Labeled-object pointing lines

■ ■ ■ ■ ■ ■ ■

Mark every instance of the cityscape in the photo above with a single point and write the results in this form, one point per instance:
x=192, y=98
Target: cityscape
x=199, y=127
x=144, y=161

■ ■ ■ ■ ■ ■ ■

Task brief
Copy these lines word for word.

Output for this exercise
Mark every instance of the cityscape in the photo above with a single point and write the results in this form, one point per instance:
x=192, y=98
Target: cityscape
x=199, y=127
x=144, y=161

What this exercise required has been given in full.